Examine the data line by line and report how many lines include the word "image", with no additional output.

★ ★ ★ ★

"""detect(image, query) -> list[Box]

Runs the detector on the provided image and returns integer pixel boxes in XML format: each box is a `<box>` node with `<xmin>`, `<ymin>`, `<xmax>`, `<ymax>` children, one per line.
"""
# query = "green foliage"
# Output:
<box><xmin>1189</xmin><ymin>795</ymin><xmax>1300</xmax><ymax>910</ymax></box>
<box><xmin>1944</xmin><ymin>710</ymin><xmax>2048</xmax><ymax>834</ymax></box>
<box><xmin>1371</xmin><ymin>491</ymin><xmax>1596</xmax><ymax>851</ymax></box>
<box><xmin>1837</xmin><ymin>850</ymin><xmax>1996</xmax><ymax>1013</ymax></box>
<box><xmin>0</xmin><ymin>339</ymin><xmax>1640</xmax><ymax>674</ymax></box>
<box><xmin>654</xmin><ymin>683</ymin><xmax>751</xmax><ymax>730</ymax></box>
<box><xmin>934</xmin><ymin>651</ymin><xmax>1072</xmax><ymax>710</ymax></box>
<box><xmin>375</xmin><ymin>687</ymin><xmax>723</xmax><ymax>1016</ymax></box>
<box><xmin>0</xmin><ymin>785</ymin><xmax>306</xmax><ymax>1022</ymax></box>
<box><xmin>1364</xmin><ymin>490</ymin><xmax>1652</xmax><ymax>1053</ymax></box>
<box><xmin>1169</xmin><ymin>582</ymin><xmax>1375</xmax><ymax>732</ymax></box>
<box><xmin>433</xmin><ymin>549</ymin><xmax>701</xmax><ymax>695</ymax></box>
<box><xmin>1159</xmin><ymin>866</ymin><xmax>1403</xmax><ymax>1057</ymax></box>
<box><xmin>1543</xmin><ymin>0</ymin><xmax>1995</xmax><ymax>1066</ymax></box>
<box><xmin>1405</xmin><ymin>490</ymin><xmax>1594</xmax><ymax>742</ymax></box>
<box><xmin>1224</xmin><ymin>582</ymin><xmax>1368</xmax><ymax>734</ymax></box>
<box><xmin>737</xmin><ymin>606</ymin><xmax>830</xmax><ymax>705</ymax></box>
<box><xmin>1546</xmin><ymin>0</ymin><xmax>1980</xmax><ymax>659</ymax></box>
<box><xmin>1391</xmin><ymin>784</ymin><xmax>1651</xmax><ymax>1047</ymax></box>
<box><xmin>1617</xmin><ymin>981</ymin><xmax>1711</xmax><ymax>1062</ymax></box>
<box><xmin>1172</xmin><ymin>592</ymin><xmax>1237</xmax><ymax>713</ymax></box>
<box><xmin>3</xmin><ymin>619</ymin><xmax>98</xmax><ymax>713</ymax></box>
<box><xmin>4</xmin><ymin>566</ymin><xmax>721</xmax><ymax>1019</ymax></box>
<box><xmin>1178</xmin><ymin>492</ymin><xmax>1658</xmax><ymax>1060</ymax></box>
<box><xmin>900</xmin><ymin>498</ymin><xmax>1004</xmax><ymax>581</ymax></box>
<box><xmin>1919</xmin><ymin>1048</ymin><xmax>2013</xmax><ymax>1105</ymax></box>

★ ★ ★ ★

▶ Response for this exercise: 2